[Selected passage]
☆ ☆ ☆

With the dictionaries in place, the action begins...we read the .csv file and prepare the data.

In [None]:
# TODO - Catch and handle missing arguments or errors in the arguments

# Convert report_start and report_end arguments to datetime format
reportstart = datetime.strptime(report_start, '%Y-%m-%d')
reportend = datetime.strptime(report_end, '%Y-%m-%d')

myrows = []

# Read data into a list of lists, clean as required
with open(filepath + filename) as csvfile:
    for row in csv.reader(csvfile, delimiter=","):

        # Filter Google sheet to include only RDM consultations during the desired period.
        
        # Remove header row (first header value is 'Start Date')
        if row[0] == 'Start Date': continue

        
        # Convert start date values (first column) to datetime format and \
        # compare against report-start and report-end arguments. Skip if start date is not in report period range
        startdate = datetime.strptime(row[0], '%Y-%m-%d')
        if not reportstart <= startdate <= reportend: continue
            
        # Remove rows in which Research IT Service does not include RDM
        RIT_service = row[9]
        if not 'RDM' in RIT_service: continue

        # Remove rows that are not consultations. For RDM, consultations were listed as 'User support' \
        # or (once) 'Library user support' until late February 2017. \
        # After that, they were coded as 'RDM [service area]', sometimes with multiple values listed
        p = re.compile(r'^.*[Uu]ser support.*$')  # Matches 'User support' or 'Library user support'
        p1 = re.compile(r'^.*(RDM)')  # Matches an instance of 'RDM [service area]'
        category = row[11]
        if not ((p.match(category)) or (p1.match(category))): continue
 

        # Now clean, split multiple values, and aggregate (roll up) values as appropriate
        
        # Consultant(s), Department/ORU, Patron status, (RDM Lifecycle) Category, Source (aka referral in),
        # Hand-off or referral (aka referral out), Consultation complexity: \
        # replace empty values with appropriate label
        # NOTE: We didn't port Library division and Organizational partner fields to the Google sheet
        
        #for n, label in zip(config_v2.dictable_cols, config_v3_2.labels):  ## USE THIS IN PYCHARM
        for n, label in zip(dictable_cols, labels):

            # Fill in empty cells with appropriate label
            if row[n] == '':
                row[n] = label
                    
            # Remove trailing soft returns (i.e.,\n) -- it's hard to control these in Google Sheets.
            val = row[n]
            suffix = '\n'
            if(val.endswith(suffix)):
                val = val[:-1]
                row[n] = val  # I don't completely trust this, but I don't seem to be losing any data!
            
            # make every cell into a list (some cells have new-line separated values)

☆ ☆ ☆

Natural language descriptions of regions
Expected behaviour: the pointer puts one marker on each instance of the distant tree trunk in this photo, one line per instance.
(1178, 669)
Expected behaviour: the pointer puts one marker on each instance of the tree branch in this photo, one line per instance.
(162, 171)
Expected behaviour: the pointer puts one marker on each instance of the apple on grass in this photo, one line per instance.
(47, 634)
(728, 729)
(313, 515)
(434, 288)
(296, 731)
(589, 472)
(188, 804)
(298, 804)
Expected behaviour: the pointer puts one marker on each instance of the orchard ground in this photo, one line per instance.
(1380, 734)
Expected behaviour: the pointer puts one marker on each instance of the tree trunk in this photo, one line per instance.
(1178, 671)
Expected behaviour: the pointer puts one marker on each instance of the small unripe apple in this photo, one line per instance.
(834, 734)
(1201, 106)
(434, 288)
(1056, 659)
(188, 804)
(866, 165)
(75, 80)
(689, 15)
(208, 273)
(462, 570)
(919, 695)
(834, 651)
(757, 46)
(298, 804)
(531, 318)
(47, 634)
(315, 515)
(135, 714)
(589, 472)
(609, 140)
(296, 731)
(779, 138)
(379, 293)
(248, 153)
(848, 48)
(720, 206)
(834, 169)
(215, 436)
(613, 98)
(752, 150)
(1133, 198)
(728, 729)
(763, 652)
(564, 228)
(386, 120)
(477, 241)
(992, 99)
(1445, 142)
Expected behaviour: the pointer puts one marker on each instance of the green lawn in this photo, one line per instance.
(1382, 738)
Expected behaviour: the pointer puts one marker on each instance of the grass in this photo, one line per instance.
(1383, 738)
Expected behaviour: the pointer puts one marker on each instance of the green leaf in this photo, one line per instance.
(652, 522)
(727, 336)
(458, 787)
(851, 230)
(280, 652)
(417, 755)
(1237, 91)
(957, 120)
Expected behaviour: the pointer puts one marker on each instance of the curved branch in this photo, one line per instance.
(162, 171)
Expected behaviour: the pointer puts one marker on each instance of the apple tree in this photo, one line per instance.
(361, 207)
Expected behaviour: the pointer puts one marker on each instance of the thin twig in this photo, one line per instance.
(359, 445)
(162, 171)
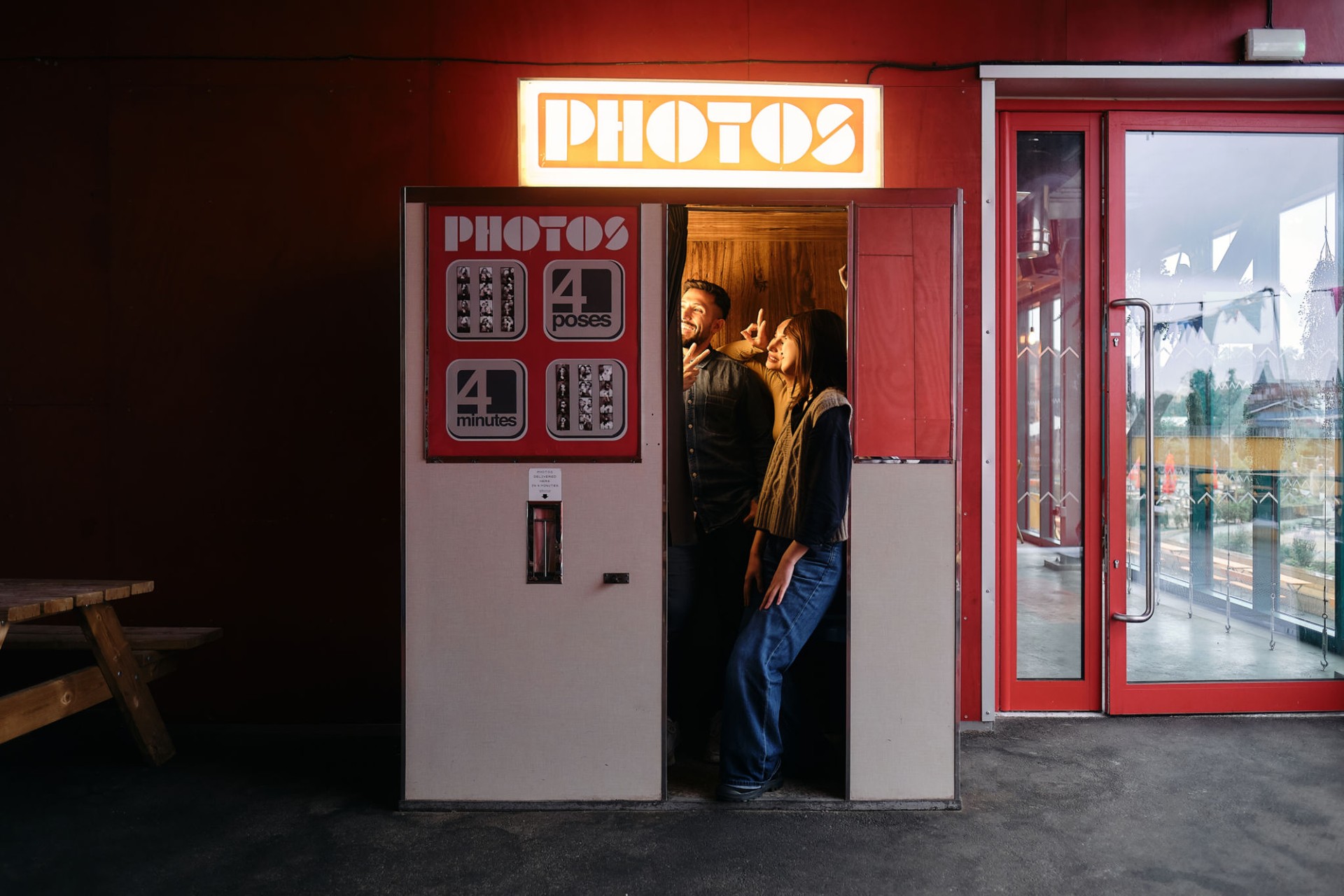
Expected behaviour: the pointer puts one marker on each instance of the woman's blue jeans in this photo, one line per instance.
(768, 644)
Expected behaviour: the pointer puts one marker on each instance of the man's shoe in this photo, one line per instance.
(746, 794)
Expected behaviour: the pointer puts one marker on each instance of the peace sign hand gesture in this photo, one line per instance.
(756, 332)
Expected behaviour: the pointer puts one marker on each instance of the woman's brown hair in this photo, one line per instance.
(823, 359)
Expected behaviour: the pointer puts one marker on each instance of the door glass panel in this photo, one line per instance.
(1234, 241)
(1050, 426)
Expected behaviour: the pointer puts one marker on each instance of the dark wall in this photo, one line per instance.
(200, 284)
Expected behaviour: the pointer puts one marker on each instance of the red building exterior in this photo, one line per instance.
(200, 340)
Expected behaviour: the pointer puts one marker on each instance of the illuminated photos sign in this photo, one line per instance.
(698, 133)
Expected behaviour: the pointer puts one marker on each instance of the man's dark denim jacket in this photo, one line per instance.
(729, 414)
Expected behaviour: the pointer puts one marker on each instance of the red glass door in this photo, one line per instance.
(1050, 445)
(1224, 419)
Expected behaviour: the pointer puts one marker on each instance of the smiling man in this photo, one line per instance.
(727, 447)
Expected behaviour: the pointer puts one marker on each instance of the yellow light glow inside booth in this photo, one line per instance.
(698, 133)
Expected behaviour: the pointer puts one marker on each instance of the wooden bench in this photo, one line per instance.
(34, 637)
(127, 659)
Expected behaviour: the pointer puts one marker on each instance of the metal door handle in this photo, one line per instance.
(1149, 540)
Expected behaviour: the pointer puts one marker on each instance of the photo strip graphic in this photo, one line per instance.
(487, 300)
(585, 398)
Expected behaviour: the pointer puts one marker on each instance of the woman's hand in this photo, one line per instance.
(756, 333)
(752, 582)
(778, 584)
(783, 575)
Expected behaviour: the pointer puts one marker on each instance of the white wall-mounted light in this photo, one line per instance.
(1276, 45)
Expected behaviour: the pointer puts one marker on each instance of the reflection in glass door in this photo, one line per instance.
(1233, 238)
(1050, 285)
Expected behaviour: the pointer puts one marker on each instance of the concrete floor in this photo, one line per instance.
(1074, 805)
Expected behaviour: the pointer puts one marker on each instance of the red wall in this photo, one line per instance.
(200, 336)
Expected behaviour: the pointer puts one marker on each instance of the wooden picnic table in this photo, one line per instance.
(124, 668)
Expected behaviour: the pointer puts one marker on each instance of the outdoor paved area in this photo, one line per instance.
(1073, 805)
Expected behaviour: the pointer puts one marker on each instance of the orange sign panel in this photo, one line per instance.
(648, 133)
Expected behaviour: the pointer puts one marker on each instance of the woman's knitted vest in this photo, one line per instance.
(780, 511)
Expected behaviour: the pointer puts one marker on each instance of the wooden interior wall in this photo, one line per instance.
(781, 261)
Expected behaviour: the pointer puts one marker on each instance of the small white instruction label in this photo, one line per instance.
(543, 484)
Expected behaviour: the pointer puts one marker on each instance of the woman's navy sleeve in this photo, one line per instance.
(827, 461)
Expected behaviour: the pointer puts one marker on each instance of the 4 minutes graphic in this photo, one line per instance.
(487, 399)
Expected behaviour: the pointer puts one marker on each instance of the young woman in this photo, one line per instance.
(796, 559)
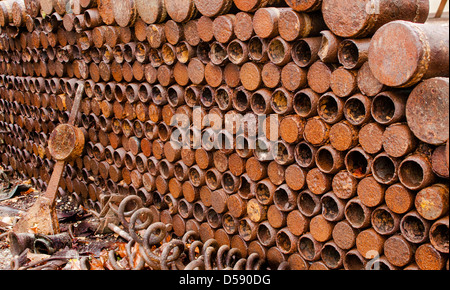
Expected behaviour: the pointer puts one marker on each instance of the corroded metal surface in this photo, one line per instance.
(261, 134)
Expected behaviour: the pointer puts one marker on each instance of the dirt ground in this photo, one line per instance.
(69, 215)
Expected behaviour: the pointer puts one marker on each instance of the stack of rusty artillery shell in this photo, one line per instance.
(349, 99)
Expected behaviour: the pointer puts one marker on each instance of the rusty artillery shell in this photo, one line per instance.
(353, 260)
(357, 214)
(370, 191)
(292, 128)
(125, 12)
(279, 51)
(305, 51)
(369, 243)
(437, 235)
(265, 191)
(265, 22)
(331, 108)
(260, 102)
(293, 25)
(218, 53)
(316, 131)
(399, 199)
(333, 208)
(428, 258)
(432, 202)
(344, 185)
(318, 182)
(344, 235)
(414, 227)
(429, 58)
(332, 255)
(370, 16)
(385, 168)
(432, 119)
(309, 248)
(237, 52)
(329, 160)
(297, 223)
(319, 76)
(306, 6)
(253, 5)
(286, 241)
(328, 51)
(284, 198)
(358, 162)
(367, 83)
(389, 107)
(357, 109)
(343, 136)
(415, 172)
(266, 234)
(398, 140)
(371, 137)
(151, 13)
(353, 53)
(247, 229)
(258, 49)
(306, 102)
(344, 82)
(440, 168)
(399, 251)
(295, 177)
(293, 77)
(223, 28)
(320, 228)
(181, 11)
(384, 221)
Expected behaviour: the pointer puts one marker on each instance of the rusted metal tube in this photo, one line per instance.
(414, 227)
(384, 221)
(353, 53)
(357, 109)
(437, 235)
(433, 117)
(329, 160)
(279, 51)
(331, 108)
(389, 107)
(367, 83)
(428, 258)
(415, 172)
(429, 61)
(358, 162)
(372, 16)
(432, 202)
(293, 25)
(385, 168)
(343, 136)
(357, 214)
(328, 51)
(253, 5)
(305, 51)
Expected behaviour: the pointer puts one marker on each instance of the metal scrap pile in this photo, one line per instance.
(270, 134)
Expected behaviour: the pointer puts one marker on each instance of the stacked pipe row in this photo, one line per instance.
(358, 91)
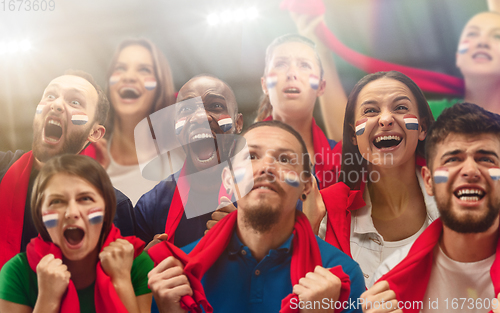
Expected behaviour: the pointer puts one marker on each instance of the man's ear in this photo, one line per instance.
(428, 181)
(239, 123)
(227, 180)
(321, 88)
(97, 133)
(264, 85)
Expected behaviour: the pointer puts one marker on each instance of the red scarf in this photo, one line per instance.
(327, 160)
(105, 296)
(305, 257)
(409, 279)
(427, 80)
(13, 192)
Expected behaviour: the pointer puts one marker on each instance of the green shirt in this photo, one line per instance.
(438, 106)
(18, 283)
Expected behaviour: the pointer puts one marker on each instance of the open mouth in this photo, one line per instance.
(53, 130)
(74, 235)
(383, 142)
(204, 147)
(129, 93)
(469, 194)
(292, 90)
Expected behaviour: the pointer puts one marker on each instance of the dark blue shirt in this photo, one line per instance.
(151, 213)
(238, 283)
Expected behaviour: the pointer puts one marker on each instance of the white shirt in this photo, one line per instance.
(368, 247)
(128, 178)
(458, 287)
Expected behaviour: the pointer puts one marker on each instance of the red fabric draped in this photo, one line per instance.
(13, 192)
(410, 277)
(305, 257)
(105, 296)
(428, 81)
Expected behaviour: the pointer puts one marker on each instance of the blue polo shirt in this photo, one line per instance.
(237, 282)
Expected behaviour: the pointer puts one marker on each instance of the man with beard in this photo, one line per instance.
(265, 251)
(70, 115)
(206, 112)
(452, 265)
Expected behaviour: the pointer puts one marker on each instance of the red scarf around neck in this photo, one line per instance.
(105, 296)
(13, 192)
(409, 279)
(327, 160)
(305, 257)
(427, 80)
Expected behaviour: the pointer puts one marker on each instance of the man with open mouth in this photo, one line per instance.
(206, 113)
(70, 115)
(453, 265)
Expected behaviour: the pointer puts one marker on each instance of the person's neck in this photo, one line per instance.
(303, 126)
(123, 143)
(472, 247)
(83, 272)
(261, 243)
(484, 92)
(388, 199)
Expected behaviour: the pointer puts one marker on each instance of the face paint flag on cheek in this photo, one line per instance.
(114, 79)
(179, 125)
(79, 118)
(360, 126)
(271, 81)
(441, 175)
(50, 219)
(494, 173)
(463, 47)
(150, 83)
(411, 122)
(96, 216)
(225, 123)
(314, 82)
(292, 179)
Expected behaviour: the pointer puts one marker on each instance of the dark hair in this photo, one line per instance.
(102, 107)
(165, 91)
(265, 108)
(80, 166)
(462, 118)
(349, 149)
(288, 128)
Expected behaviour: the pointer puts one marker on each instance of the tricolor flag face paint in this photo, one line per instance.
(96, 216)
(50, 219)
(179, 125)
(39, 108)
(114, 79)
(292, 179)
(271, 81)
(463, 47)
(494, 173)
(411, 122)
(314, 81)
(149, 83)
(360, 126)
(441, 175)
(239, 174)
(225, 123)
(79, 118)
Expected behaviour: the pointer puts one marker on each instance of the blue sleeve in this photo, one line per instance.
(332, 257)
(124, 216)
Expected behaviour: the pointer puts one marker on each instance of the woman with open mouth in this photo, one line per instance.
(139, 83)
(79, 262)
(380, 204)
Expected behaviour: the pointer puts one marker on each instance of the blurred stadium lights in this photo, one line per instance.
(15, 46)
(232, 16)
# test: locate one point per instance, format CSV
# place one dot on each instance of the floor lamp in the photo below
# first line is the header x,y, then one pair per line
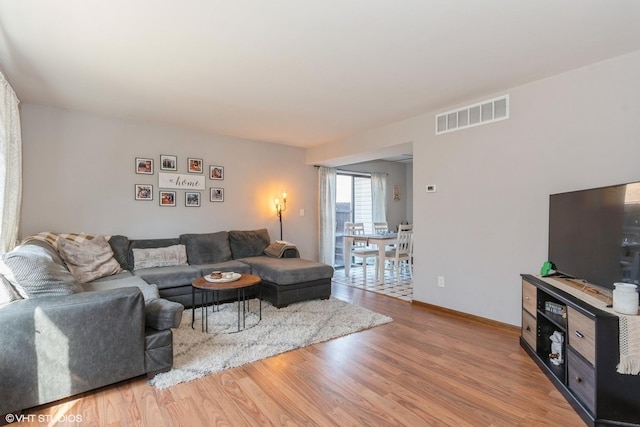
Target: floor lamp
x,y
281,208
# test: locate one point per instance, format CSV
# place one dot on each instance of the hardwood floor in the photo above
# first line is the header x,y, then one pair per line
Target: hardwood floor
x,y
427,368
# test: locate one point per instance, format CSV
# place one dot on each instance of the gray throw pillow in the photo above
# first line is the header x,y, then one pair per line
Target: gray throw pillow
x,y
249,243
33,273
207,248
7,292
88,260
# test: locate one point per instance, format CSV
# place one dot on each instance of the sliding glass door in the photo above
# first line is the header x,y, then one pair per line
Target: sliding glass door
x,y
353,204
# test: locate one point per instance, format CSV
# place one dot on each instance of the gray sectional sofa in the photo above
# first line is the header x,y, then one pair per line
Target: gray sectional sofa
x,y
64,338
285,280
71,337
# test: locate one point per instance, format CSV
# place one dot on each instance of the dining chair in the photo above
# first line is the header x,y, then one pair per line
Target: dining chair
x,y
402,254
380,227
360,249
405,227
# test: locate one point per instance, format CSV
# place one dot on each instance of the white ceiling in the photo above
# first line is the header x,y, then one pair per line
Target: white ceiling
x,y
296,72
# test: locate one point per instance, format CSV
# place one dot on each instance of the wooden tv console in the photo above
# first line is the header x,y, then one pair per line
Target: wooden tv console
x,y
588,377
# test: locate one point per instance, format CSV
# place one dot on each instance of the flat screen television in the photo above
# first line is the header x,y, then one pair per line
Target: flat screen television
x,y
594,234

☆ ☆ ☆

[Exercises]
A) Write out the part of the CSV-cleaning code starting at "#for n, label" and ending at "losing any data!".
B) Answer these questions from the CSV-cleaning code, one answer per line:
(i) What first value marks the header row that the loop skips?
(ii) Which column index does the code read to check the Research IT Service for "RDM"?
(iii) Until when were RDM consultations listed as 'User support' or 'Library user support'?
C) In the CSV-cleaning code, why does the loop strip a trailing soft return from each cell value?

[Exercise responses]
A)
#for n, label in zip(config_v2.dictable_cols, config_v3_2.labels):  ## USE THIS IN PYCHARM
        for n, label in zip(dictable_cols, labels):

            # Fill in empty cells with appropriate label
            if row[n] == '':
                row[n] = label
                    
            # Remove trailing soft returns (i.e.,\n) -- it's hard to control these in Google Sheets.
            val = row[n]
            suffix = '\n'
            if(val.endswith(suffix)):
                val = val[:-1]
                row[n] = val  # I don't completely trust this, but I don't seem to be losing any data!

B)
(i) 'Start Date'
(ii) 9 (row[9])
(iii) Until late February 2017

C) The code removes a trailing "\n" from cell values because such soft returns are hard to control in Google Sheets.